Your objective >>
Include the line containing "Every instance of the large" and every line after it up to the end of the material below; reproduce them exactly and drop the pictures.

Extracted data >>
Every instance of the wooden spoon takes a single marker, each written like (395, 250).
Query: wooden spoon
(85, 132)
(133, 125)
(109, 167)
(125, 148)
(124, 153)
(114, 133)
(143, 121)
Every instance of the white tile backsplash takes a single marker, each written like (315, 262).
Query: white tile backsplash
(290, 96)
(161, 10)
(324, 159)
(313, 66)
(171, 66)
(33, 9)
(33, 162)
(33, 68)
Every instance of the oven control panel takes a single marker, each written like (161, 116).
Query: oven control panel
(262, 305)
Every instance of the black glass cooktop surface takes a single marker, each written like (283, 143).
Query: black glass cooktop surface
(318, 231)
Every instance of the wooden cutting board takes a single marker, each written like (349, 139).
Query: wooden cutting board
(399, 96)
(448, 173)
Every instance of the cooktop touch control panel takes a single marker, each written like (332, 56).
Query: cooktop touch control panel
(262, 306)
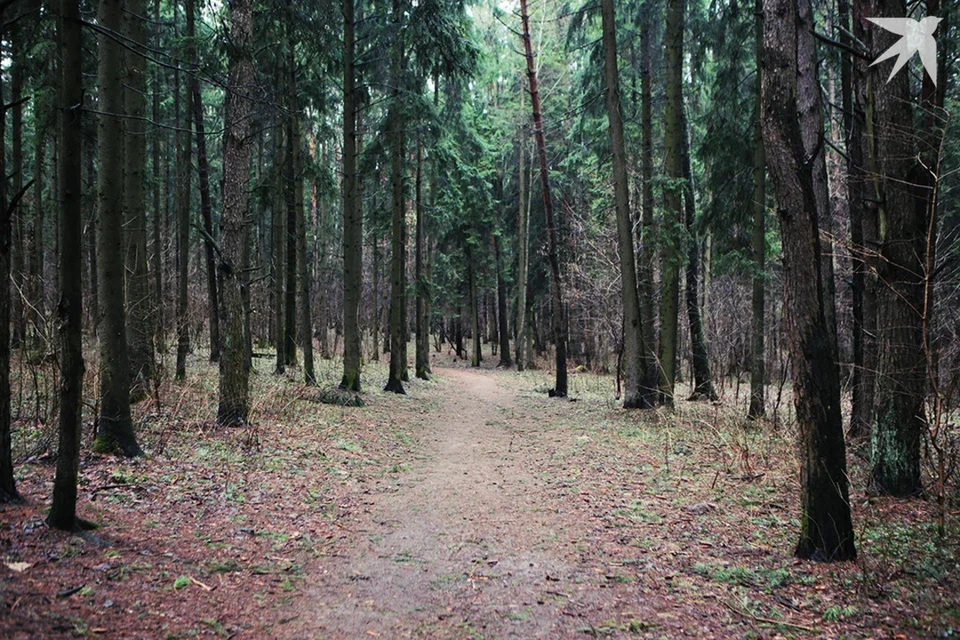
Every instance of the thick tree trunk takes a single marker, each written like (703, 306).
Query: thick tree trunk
(234, 401)
(352, 216)
(559, 336)
(900, 419)
(758, 245)
(649, 368)
(673, 142)
(139, 329)
(826, 530)
(632, 338)
(702, 378)
(184, 182)
(422, 368)
(63, 510)
(115, 434)
(203, 174)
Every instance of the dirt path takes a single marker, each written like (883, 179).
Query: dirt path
(464, 545)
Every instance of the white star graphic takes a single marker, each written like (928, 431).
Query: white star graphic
(917, 38)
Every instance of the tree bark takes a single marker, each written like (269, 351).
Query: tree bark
(632, 359)
(184, 182)
(559, 336)
(206, 214)
(900, 420)
(826, 530)
(234, 401)
(758, 244)
(352, 215)
(139, 330)
(63, 510)
(115, 434)
(673, 143)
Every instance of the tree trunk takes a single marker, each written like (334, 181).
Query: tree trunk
(8, 486)
(115, 434)
(397, 266)
(234, 401)
(422, 369)
(203, 174)
(703, 380)
(826, 530)
(632, 397)
(560, 338)
(649, 369)
(900, 419)
(184, 181)
(352, 215)
(758, 245)
(139, 331)
(63, 510)
(523, 228)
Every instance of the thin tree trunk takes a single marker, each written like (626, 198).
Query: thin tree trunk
(234, 401)
(422, 368)
(184, 182)
(560, 339)
(63, 510)
(139, 331)
(826, 530)
(352, 215)
(115, 434)
(703, 381)
(758, 245)
(632, 397)
(206, 214)
(673, 142)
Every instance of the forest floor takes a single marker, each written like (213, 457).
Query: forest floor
(473, 507)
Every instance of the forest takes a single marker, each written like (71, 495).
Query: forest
(479, 318)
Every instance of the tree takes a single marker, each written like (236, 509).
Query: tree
(184, 181)
(758, 242)
(557, 308)
(115, 432)
(234, 372)
(904, 184)
(673, 143)
(826, 529)
(63, 510)
(139, 329)
(352, 214)
(632, 337)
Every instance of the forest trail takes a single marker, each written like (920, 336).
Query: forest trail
(468, 544)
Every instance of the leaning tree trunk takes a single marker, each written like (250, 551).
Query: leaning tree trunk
(632, 359)
(703, 380)
(352, 216)
(826, 530)
(758, 245)
(115, 433)
(900, 419)
(559, 337)
(184, 181)
(673, 141)
(203, 174)
(139, 307)
(234, 402)
(63, 510)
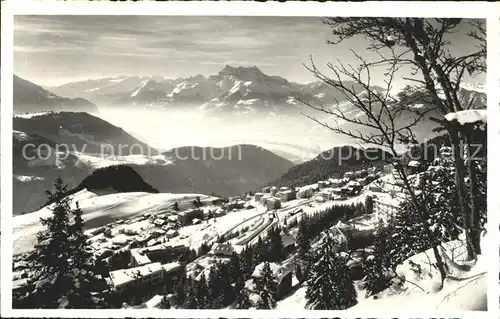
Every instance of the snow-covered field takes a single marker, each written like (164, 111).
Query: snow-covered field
(99, 211)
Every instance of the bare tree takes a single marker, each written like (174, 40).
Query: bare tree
(423, 46)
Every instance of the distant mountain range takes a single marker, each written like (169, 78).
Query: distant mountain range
(31, 98)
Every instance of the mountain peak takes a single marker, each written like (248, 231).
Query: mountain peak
(239, 70)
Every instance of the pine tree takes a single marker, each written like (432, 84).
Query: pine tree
(303, 248)
(165, 304)
(330, 286)
(266, 288)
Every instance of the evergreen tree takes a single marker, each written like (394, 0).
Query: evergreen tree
(63, 269)
(303, 248)
(330, 286)
(165, 304)
(242, 297)
(266, 288)
(276, 250)
(190, 301)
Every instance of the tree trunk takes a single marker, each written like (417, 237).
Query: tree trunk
(461, 193)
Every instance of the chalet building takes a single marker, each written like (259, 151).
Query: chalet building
(334, 182)
(126, 279)
(186, 217)
(283, 277)
(321, 184)
(263, 199)
(305, 192)
(273, 190)
(158, 222)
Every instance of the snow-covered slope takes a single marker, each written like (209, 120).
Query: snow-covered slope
(98, 211)
(102, 90)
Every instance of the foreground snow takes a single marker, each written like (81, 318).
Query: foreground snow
(98, 211)
(419, 289)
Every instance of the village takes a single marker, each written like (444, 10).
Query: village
(154, 249)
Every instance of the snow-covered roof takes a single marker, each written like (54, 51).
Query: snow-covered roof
(123, 276)
(154, 302)
(278, 271)
(467, 116)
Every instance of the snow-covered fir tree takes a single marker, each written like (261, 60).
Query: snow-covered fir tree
(330, 286)
(266, 288)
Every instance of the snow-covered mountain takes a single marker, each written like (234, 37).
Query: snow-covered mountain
(29, 97)
(103, 90)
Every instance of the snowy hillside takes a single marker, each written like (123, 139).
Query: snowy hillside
(31, 98)
(99, 210)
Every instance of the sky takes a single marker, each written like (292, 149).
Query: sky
(52, 50)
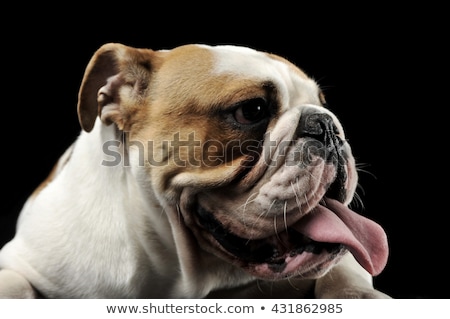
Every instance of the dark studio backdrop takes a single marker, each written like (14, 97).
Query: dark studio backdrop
(373, 68)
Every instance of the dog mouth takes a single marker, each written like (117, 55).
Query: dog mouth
(308, 247)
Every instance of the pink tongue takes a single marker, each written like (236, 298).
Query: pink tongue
(336, 223)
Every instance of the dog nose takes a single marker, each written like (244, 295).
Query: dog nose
(321, 127)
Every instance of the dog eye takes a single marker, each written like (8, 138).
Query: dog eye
(251, 111)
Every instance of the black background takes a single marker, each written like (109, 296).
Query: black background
(382, 71)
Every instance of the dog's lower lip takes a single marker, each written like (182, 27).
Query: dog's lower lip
(272, 250)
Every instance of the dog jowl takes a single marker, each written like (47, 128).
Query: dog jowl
(199, 171)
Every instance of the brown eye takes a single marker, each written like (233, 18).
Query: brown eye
(251, 111)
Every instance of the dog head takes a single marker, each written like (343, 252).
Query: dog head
(239, 145)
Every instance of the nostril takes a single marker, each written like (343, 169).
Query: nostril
(317, 125)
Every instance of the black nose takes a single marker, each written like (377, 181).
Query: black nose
(321, 127)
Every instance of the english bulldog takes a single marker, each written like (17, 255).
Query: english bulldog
(200, 172)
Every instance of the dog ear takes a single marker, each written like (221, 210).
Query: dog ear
(112, 67)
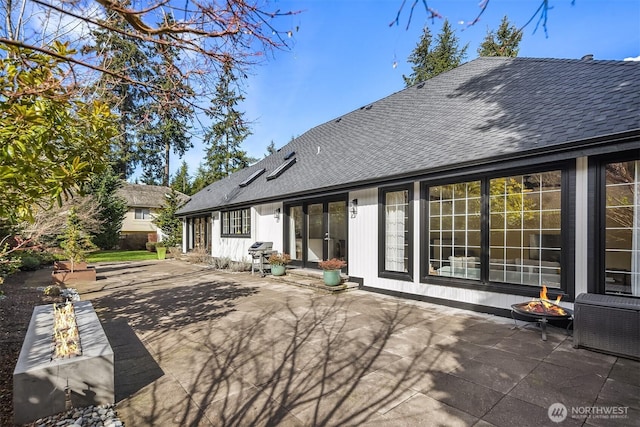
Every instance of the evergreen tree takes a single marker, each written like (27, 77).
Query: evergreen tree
(504, 42)
(181, 181)
(227, 131)
(271, 149)
(170, 113)
(112, 211)
(75, 242)
(125, 56)
(167, 221)
(201, 179)
(428, 63)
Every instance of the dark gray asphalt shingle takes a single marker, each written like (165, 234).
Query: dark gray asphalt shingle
(487, 108)
(146, 196)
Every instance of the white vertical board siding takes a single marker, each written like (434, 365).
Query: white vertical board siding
(363, 236)
(582, 193)
(184, 235)
(265, 227)
(216, 230)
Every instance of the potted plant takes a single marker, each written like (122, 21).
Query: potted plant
(331, 273)
(161, 250)
(278, 263)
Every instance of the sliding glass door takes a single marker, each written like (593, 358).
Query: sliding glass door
(316, 231)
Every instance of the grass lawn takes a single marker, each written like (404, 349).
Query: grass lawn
(111, 256)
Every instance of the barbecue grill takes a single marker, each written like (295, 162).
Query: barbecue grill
(260, 253)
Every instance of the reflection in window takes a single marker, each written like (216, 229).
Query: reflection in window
(454, 232)
(236, 223)
(396, 231)
(524, 229)
(622, 247)
(142, 213)
(296, 219)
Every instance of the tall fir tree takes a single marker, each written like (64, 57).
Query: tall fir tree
(228, 129)
(112, 211)
(503, 42)
(124, 56)
(181, 181)
(271, 149)
(428, 62)
(169, 115)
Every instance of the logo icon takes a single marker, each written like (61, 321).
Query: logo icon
(557, 412)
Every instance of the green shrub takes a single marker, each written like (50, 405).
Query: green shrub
(29, 263)
(52, 291)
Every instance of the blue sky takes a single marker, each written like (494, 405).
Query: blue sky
(343, 55)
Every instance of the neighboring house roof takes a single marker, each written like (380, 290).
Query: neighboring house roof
(146, 196)
(486, 109)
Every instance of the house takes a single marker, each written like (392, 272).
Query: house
(472, 189)
(143, 202)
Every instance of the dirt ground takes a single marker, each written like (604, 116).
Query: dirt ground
(21, 296)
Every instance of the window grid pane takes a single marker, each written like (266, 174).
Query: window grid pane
(396, 229)
(622, 235)
(454, 240)
(236, 222)
(524, 229)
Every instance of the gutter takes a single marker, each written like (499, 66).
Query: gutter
(593, 146)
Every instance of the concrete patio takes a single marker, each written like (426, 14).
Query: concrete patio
(195, 346)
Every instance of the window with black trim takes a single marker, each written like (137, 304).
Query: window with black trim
(454, 229)
(142, 213)
(502, 230)
(397, 231)
(236, 223)
(621, 251)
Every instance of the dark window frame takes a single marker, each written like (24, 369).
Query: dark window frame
(145, 214)
(242, 225)
(596, 224)
(567, 261)
(382, 244)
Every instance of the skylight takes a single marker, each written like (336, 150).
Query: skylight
(252, 177)
(280, 169)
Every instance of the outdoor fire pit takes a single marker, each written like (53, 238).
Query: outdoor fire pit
(65, 360)
(541, 310)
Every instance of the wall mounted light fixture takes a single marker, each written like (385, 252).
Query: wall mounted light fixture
(353, 207)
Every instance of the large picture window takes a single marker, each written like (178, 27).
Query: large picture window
(236, 223)
(524, 229)
(397, 229)
(142, 213)
(622, 230)
(505, 229)
(454, 230)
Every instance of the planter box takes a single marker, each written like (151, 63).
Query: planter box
(66, 276)
(66, 265)
(39, 383)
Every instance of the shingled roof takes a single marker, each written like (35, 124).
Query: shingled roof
(486, 109)
(146, 196)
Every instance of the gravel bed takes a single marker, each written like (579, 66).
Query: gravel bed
(98, 416)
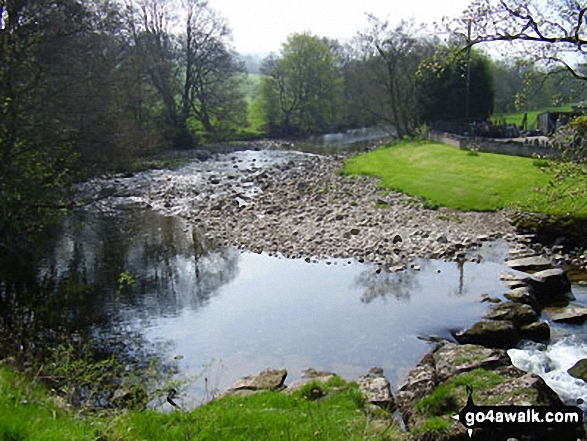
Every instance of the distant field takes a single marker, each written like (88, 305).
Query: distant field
(445, 176)
(517, 117)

Problem solution >>
Every instance of the large picture window takes a single marker, each written like (178, 27).
Query: large picture window
(236, 223)
(524, 229)
(397, 229)
(142, 213)
(622, 230)
(505, 229)
(454, 230)
Every instance of the planter box takes a single marker, each written like (151, 63).
Query: planter box
(66, 276)
(66, 265)
(39, 383)
Every instance of the shingled roof takes a single marker, each written like (35, 124).
Query: shingled roof
(486, 109)
(146, 196)
Every instance of the gravel bed takes a single marker, each written like (579, 66).
Query: gravel bed
(98, 416)
Every instance of the distant field takes a single marker, each written like (88, 305).
Query: distant field
(445, 176)
(517, 117)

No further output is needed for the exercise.